§ **Supplied material**:
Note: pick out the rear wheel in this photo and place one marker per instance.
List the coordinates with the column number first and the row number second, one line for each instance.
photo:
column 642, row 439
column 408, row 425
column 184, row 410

§ **Description of the task**:
Put every line of the material above into a Markdown table with the columns "No." and "Text". Number each row and skip any blank lines.

§ **Result below**:
| No. | Text |
|---|---|
| 1 | Note: pick out the rear wheel in this photo and place one marker per instance. |
| 2 | List the coordinates with the column number first and the row number second, one line for each instance. |
| 3 | photo: |
| 4 | column 642, row 439 |
| 5 | column 408, row 425 |
| 6 | column 184, row 410 |